___ Extracted data ___

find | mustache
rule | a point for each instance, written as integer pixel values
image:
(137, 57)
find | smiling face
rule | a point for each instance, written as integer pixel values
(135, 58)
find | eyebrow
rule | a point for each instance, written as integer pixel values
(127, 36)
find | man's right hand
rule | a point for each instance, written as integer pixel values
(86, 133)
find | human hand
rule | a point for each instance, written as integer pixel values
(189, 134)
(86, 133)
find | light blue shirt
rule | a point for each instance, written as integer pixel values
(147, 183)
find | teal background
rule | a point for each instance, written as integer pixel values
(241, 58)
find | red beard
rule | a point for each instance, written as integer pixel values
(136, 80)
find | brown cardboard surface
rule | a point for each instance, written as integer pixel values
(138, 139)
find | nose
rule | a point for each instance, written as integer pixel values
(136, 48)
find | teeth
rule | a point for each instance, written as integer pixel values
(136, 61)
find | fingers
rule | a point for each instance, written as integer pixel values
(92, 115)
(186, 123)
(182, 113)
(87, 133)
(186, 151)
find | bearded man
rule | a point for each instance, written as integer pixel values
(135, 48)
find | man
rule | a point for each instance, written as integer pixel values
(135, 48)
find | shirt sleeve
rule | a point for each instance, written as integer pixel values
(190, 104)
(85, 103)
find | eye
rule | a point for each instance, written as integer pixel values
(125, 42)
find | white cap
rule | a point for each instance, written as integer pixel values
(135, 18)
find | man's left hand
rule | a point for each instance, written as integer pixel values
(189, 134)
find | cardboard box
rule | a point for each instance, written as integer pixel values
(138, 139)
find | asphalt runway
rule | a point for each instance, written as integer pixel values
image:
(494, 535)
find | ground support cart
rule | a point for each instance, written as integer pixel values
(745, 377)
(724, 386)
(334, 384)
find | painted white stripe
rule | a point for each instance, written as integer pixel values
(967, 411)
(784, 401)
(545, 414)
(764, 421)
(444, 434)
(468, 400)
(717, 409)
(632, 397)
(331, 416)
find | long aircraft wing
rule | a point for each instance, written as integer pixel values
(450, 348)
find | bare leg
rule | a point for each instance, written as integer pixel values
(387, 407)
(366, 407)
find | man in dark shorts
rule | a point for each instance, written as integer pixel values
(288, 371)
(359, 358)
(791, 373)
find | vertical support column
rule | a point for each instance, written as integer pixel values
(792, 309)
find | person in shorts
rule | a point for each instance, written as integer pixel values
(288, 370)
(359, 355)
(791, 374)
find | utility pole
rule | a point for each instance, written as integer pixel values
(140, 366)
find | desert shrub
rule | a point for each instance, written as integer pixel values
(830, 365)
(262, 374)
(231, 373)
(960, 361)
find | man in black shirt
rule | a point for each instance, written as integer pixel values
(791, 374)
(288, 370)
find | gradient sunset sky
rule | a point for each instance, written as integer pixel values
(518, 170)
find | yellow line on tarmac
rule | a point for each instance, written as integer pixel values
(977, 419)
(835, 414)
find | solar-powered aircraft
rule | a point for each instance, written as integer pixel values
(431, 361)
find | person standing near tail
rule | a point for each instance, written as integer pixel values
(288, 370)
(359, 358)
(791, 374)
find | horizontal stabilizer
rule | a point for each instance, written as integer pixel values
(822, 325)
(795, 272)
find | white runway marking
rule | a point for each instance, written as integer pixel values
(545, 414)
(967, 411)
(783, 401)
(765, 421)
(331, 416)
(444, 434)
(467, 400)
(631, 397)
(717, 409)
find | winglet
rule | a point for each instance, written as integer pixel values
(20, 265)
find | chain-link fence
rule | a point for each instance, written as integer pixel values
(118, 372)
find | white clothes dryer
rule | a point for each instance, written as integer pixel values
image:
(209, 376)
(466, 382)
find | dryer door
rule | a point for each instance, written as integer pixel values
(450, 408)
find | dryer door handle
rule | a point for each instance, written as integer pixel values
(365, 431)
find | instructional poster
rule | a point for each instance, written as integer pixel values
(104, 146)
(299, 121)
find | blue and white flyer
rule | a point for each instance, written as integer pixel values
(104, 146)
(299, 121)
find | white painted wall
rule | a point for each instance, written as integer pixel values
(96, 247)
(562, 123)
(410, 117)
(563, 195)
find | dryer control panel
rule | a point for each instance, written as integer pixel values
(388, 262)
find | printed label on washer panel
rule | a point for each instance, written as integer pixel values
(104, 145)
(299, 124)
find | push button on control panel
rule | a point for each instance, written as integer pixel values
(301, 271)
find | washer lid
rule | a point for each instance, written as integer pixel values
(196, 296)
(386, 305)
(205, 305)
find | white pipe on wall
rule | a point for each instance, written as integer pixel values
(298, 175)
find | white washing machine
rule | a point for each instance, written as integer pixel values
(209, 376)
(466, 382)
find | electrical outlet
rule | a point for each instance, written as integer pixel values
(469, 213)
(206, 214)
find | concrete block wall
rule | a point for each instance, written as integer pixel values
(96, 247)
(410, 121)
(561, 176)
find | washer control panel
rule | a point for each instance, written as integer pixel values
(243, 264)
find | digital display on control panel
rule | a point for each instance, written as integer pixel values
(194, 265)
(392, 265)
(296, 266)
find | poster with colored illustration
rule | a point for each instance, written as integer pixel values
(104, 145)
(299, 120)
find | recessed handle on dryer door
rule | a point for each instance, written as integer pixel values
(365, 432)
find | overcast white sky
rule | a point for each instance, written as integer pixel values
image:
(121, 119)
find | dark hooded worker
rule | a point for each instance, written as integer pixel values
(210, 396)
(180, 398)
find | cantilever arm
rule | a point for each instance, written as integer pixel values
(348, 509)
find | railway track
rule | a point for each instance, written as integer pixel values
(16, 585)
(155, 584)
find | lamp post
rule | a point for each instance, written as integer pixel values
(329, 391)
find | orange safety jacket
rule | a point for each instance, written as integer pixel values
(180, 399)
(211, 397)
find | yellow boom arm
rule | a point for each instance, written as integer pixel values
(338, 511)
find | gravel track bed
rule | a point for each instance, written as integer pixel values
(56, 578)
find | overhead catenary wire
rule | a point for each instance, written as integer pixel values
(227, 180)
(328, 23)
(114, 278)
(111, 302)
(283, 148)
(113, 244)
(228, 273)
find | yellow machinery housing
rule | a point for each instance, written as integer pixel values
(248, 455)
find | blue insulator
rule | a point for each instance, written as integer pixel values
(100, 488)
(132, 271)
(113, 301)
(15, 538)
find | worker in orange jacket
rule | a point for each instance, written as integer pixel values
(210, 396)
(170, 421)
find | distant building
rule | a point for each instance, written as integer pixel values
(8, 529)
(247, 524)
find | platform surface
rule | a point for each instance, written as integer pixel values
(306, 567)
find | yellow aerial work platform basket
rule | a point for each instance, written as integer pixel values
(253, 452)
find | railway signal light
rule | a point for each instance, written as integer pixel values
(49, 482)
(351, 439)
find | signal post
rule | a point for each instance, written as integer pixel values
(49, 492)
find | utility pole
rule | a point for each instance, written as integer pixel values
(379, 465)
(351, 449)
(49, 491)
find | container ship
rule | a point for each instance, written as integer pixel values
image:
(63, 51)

___

Task instructions -
Set down, exactly as they appear, the lines above from the first one to the line that holds "find | red beard", both included, please, and no others.

Response to this exercise -
find | mustache
rule | a point for each instance, written as integer pixel values
image:
(137, 57)
find | smiling face
rule | a point for each instance, written as integer pixel values
(135, 58)
find | eyebrow
rule | a point for each instance, written as integer pixel values
(127, 36)
find | man's right hand
rule | a point for each instance, written as integer pixel values
(86, 133)
find | human hand
rule | a point for each instance, written as integer pixel values
(189, 134)
(86, 133)
find | light blue shirt
rule | a point for each instance, written as integer pixel values
(147, 183)
find | teal background
rule | a point for each instance, written as integer pixel values
(241, 58)
find | red beard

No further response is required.